Scale the stretch from the line containing "For the evaluation, point out each instance of the baby's lip" through the end of the material, both ends included. Reproduce every line, requests included, and multiply each point coordinate in the answers by 2.45, rounding to whole numbers with halves rounded up.

— START Available data —

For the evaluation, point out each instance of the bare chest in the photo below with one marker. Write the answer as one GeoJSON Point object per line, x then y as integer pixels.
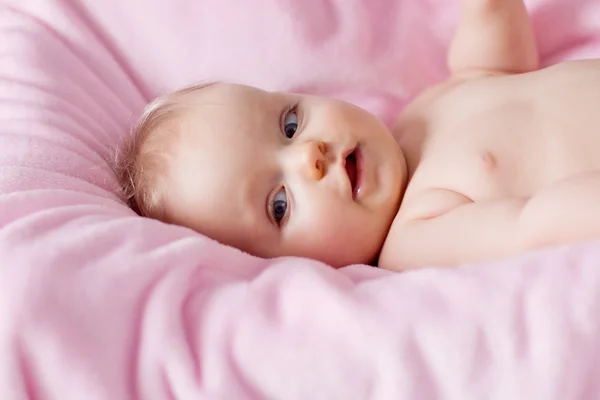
{"type": "Point", "coordinates": [504, 137]}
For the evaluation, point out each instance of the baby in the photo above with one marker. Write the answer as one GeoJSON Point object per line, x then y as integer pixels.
{"type": "Point", "coordinates": [501, 158]}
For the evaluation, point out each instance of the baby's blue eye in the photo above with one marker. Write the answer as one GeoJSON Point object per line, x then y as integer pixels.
{"type": "Point", "coordinates": [290, 124]}
{"type": "Point", "coordinates": [279, 206]}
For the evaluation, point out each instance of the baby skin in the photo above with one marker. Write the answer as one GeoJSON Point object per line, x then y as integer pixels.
{"type": "Point", "coordinates": [498, 159]}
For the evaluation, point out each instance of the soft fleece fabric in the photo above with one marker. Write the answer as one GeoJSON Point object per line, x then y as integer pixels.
{"type": "Point", "coordinates": [96, 303]}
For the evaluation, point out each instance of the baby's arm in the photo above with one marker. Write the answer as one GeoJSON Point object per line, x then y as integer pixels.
{"type": "Point", "coordinates": [466, 231]}
{"type": "Point", "coordinates": [493, 36]}
{"type": "Point", "coordinates": [565, 212]}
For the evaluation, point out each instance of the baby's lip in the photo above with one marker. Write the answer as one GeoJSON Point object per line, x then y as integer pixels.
{"type": "Point", "coordinates": [353, 164]}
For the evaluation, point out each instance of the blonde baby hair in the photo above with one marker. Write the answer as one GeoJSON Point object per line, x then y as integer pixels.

— END Available data —

- _Exercise result_:
For the evaluation, point out each instance of the baby's lip in the photo above with one marker. Write the answer as one GeoJSON Point object per line, x then y as integer pixels.
{"type": "Point", "coordinates": [865, 402]}
For the evaluation, point out each instance of the blonde baby hair in the photo above with one marker. Write the answer as one GeoJSON Point object per line, x then y as integer pixels.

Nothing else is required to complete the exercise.